» **Selected extract**
※
(T0930-03-19) Temperature-Dependent Terahertz Time-Domain Spectroscopy as a Tool to Predict Crystallisation Tendencies of Amorphous Drugs

Purpose: Amorphous drugs offer superior biopharmaceutical properties in comparison to their crystalline counterparts, particularly regarding dissolution rates and kinetic solubility. In the pharmaceutical industry, polymers are often incorporated to hinder crystallization and improve the stability of amorphous drugs. Several factors influence crystallisation tendency – including polymer loading, bond interactions and molecular flexibility – but predicting the crystallisation propensity remains a challenge. As such, terahertz time-domain spectroscopy (THz-TDS) is suggested as a characterisation technique to assess crystalline propensity of amorphous solid dispersions (ASDs) due to its ability to measure molecular mobility – in terms of glass transition temperatures – which has proven correlations to amorphous stability. ASDs of felodipine and indomethacin - incorporating hydroxypropylmethlycellulose acetate succinate (HPMCAS) as the polymer of choice - were prepared and analysed, with the purpose of the investigation to assess the capabilities of THz-TDS in providing information on drug stability; with particular focus on the impact of polymer loading.
※
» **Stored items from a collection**
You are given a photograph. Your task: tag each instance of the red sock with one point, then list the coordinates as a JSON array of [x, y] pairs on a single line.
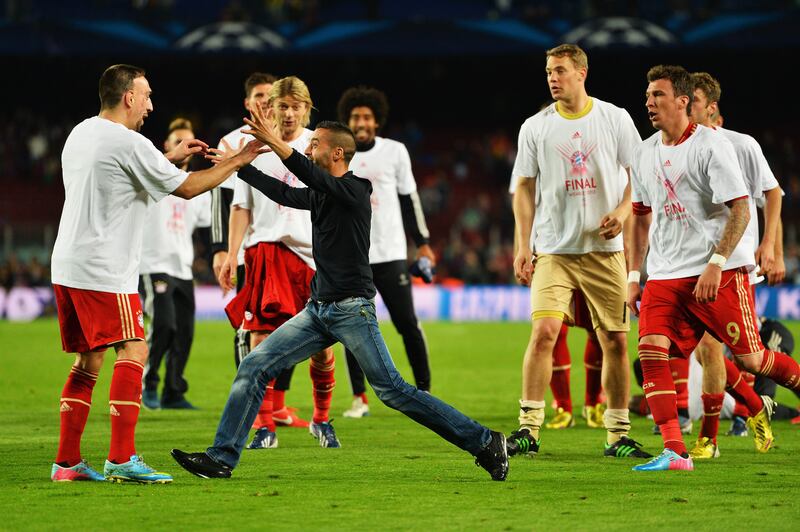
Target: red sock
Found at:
[[323, 381], [278, 400], [76, 399], [593, 361], [712, 406], [679, 367], [741, 410], [660, 393], [559, 382], [737, 386], [781, 368], [124, 401], [264, 416]]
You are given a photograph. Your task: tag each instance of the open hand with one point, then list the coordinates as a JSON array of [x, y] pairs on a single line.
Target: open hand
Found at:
[[262, 125], [705, 291], [181, 153], [523, 266]]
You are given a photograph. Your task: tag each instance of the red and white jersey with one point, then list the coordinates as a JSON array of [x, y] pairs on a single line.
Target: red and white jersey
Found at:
[[388, 166], [234, 138], [168, 246], [111, 174], [272, 222], [686, 187], [576, 161]]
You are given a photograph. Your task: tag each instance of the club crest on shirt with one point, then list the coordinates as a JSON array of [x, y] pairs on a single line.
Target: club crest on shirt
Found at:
[[673, 208], [579, 182]]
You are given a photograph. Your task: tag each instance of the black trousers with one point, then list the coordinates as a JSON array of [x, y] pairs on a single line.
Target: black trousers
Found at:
[[393, 282], [241, 343], [169, 303]]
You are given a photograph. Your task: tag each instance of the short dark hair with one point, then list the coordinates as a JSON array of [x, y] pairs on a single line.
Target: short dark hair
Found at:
[[682, 84], [363, 96], [341, 136], [116, 81], [257, 78]]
※
» **Work order**
In the terahertz spectroscopy abstract, which two drugs were used to prepare the amorphous solid dispersions?

» **Task output**
Felodipine and indomethacin.